Start DOCUMENT TEXT

I have a dataframe with 2 columns containing audio filenames and corresponding texts, looking like this:
data = {'Audio_Filename': ['3e2bd3d1-b9fc-095728a4d05b',
'8248bf61-a66d-81f33aa7212d',
'81051730-8a18-6bf476d919a4'],
'Text': ['On a trip to America, he saw people filling his noodles into paper cups.',
'When the young officers were told they were going to the front,',
'Yeah, unbelievable, I had not even thought of that.']}
df = pd.DataFrame(data, columns = ['Audio_Filename', 'Text'])
Now I want to add a string prefix (the speaker ID: sp1, sp2, sp3) with an underscore _ to all audio filename strings according to this pattern:
sp2_3e2bd3d1-b9fc-095728a4d05b.
My difficulty: The prefix/speaker ID is not fixed but varies depending on the audio filenames. Because of this, I have zipped the audio filenames and the speaker IDs and iterated over those and the audio filename rows via for-loops. This is my code:
zipped = list(zip(audio_filenames, speaker_ids))
for audio, speaker_id in zipped:
for index, row in df.iterrows():
audio_row = row['Audio_Filename']
if audio == audio_row:
df['Audio_Filename'] = f'{speaker_id}_' + audio_row
df.to_csv('/home/user/file.csv')

End DOCUMENT TEXT

EXERCISE TASK 1:
Duplicate word for word the part of the pandas dataframe question starting with "I have a dataframe" and going on through "sp2_3e2bd3d1-b9fc-095728a4d05b.".
EXERCISE TASK 2:
Go on with the question about adding speaker ID prefixes to the audio filenames, picking up after its last line.
The records after this point are separate material and are unrelated to the text about the pandas dataframe.

Start RAW RECORDS

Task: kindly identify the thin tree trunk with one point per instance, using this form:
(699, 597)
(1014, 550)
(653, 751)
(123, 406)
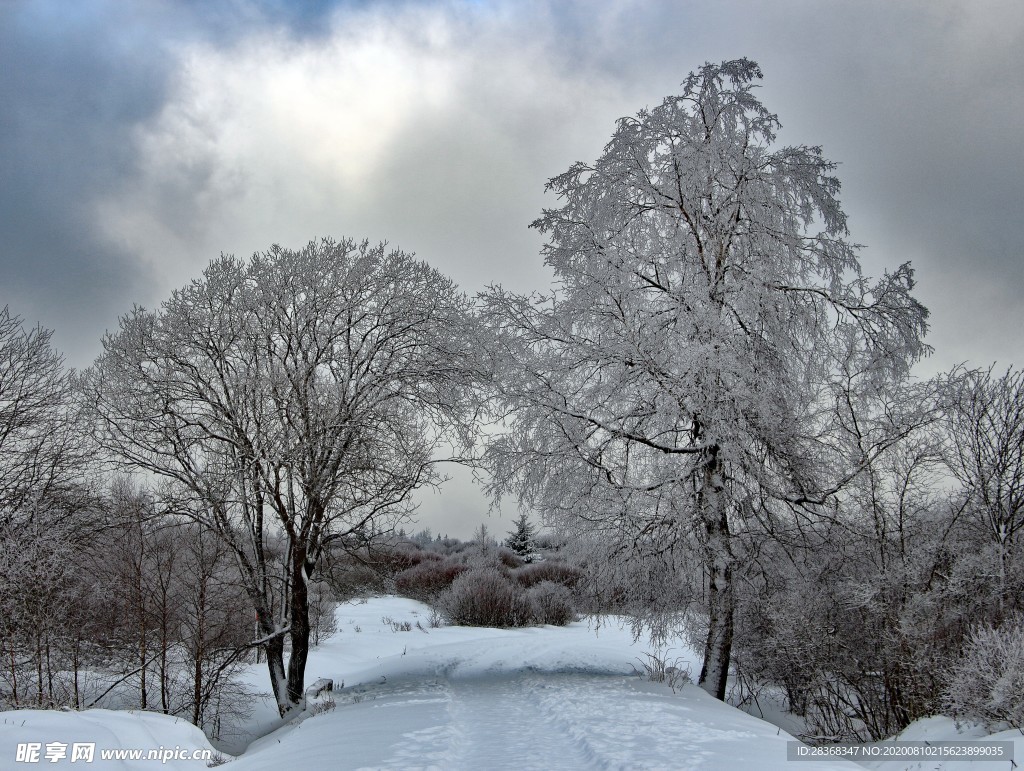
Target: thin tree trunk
(721, 589)
(299, 607)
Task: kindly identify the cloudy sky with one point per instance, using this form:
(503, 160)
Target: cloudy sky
(139, 138)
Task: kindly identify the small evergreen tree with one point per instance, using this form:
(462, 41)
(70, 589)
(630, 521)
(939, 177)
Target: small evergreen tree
(520, 540)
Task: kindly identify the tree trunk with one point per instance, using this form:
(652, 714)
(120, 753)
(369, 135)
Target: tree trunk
(299, 612)
(721, 589)
(275, 665)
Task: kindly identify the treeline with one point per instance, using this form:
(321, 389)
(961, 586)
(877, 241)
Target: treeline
(713, 411)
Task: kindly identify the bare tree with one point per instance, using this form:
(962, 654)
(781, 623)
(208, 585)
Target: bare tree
(40, 448)
(985, 425)
(680, 378)
(301, 393)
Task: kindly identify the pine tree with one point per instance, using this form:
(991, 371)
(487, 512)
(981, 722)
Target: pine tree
(520, 540)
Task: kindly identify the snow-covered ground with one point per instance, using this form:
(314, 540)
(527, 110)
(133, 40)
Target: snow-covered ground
(464, 698)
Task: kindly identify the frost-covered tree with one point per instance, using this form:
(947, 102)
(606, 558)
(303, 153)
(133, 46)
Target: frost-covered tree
(40, 448)
(520, 540)
(985, 427)
(297, 397)
(709, 318)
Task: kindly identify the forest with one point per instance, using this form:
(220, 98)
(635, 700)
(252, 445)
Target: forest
(710, 422)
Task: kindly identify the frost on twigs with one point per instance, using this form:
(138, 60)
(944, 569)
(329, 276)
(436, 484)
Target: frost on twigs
(986, 685)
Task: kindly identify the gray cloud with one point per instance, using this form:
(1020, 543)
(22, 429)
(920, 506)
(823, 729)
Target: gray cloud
(137, 140)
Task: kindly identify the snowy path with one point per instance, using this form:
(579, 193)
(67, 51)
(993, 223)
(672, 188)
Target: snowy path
(528, 721)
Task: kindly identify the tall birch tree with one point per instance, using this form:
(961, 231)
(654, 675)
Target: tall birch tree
(297, 397)
(708, 317)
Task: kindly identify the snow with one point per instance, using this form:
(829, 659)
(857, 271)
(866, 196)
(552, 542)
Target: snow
(456, 697)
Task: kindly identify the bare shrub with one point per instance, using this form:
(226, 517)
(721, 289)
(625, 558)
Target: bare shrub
(552, 603)
(485, 597)
(553, 570)
(428, 579)
(509, 558)
(657, 670)
(987, 683)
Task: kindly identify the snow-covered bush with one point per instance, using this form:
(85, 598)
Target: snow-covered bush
(550, 570)
(987, 683)
(552, 603)
(485, 597)
(428, 579)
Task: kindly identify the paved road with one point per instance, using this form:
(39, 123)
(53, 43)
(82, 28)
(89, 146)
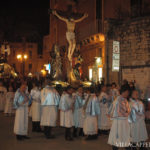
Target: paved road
(38, 142)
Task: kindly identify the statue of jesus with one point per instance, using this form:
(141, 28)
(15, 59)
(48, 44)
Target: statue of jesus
(70, 34)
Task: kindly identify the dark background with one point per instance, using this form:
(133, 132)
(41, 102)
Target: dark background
(24, 18)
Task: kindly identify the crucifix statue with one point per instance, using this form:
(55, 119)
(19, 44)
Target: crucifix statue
(70, 18)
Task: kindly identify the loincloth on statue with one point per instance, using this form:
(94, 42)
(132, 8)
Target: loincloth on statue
(70, 35)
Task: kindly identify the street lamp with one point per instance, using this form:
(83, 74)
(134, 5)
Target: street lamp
(22, 58)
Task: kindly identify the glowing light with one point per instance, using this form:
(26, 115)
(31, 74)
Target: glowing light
(19, 56)
(100, 74)
(43, 72)
(25, 56)
(30, 74)
(102, 38)
(98, 60)
(48, 67)
(90, 74)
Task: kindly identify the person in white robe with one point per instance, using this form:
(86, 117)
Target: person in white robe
(137, 122)
(91, 110)
(50, 102)
(119, 112)
(9, 102)
(66, 112)
(114, 91)
(78, 112)
(3, 92)
(21, 101)
(35, 95)
(104, 122)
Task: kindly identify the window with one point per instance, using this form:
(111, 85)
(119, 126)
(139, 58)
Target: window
(14, 66)
(98, 9)
(30, 67)
(136, 6)
(30, 54)
(14, 53)
(30, 46)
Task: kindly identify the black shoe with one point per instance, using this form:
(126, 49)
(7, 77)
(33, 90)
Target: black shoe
(26, 137)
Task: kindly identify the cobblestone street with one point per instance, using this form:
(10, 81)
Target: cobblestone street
(38, 141)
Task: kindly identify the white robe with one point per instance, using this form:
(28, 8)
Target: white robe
(21, 120)
(90, 125)
(49, 102)
(36, 105)
(104, 122)
(9, 103)
(2, 98)
(78, 111)
(138, 127)
(66, 114)
(120, 131)
(49, 116)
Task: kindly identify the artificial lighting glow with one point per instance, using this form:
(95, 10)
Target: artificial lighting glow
(30, 74)
(116, 68)
(15, 74)
(90, 74)
(100, 75)
(43, 72)
(98, 60)
(102, 38)
(48, 67)
(19, 56)
(25, 56)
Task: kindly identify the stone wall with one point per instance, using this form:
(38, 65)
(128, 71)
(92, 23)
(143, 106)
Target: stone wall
(134, 38)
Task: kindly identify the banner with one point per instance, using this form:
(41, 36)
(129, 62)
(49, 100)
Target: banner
(116, 56)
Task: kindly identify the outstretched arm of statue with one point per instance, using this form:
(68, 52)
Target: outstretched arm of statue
(84, 16)
(54, 12)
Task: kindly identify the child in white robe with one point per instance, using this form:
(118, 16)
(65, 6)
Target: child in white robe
(36, 107)
(66, 112)
(50, 102)
(9, 102)
(104, 122)
(78, 112)
(119, 112)
(21, 101)
(137, 120)
(91, 110)
(3, 92)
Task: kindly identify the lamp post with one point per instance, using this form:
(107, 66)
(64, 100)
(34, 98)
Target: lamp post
(22, 58)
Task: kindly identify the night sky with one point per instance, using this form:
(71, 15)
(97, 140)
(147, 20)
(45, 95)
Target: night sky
(24, 17)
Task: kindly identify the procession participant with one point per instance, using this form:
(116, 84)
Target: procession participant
(119, 112)
(36, 107)
(50, 102)
(104, 122)
(3, 92)
(114, 91)
(9, 102)
(91, 110)
(78, 110)
(21, 100)
(137, 120)
(66, 112)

End RAW RECORDS

REPLY 1:
I have a dataframe with 2 columns containing audio filenames and corresponding texts, looking like this:
data = {'Audio_Filename': ['3e2bd3d1-b9fc-095728a4d05b',
'8248bf61-a66d-81f33aa7212d',
'81051730-8a18-6bf476d919a4'],
'Text': ['On a trip to America, he saw people filling his noodles into paper cups.',
'When the young officers were told they were going to the front,',
'Yeah, unbelievable, I had not even thought of that.']}
df = pd.DataFrame(data, columns = ['Audio_Filename', 'Text'])
Now I want to add a string prefix (the speaker ID: sp1, sp2, sp3) with an underscore _ to all audio filename strings according to this pattern:
sp2_3e2bd3d1-b9fc-095728a4d05b.

REPLY 2:
I also tried apply with lambda after the if statement:
df['Audio_Filename'] = df['Audio_Filename'].apply(lambda x: '{}_{}'.format(speaker_id, audio_row))
But nothing works so far.
Can anyone please give me a hint on how to do this?
The resulting dataframe should look like this:
Audio_Filename Text
sp2_3e2bd3d1-b9fc-095728a4d05b On a trip to America, he saw people filling hi...
sp1_8248bf61-a66d-81f33aa7212d When the young officers were told they were go...
sp3_81051730-8a18-6bf476d919a4 Yeah, unbelievable, I had not even thought of ...
(Of course, I have much more audio filenames and corresponding texts in the dataframe).
I appreciate any help, thank you!
sp2_,sp_1,sp_3,sp_2,sp_1....?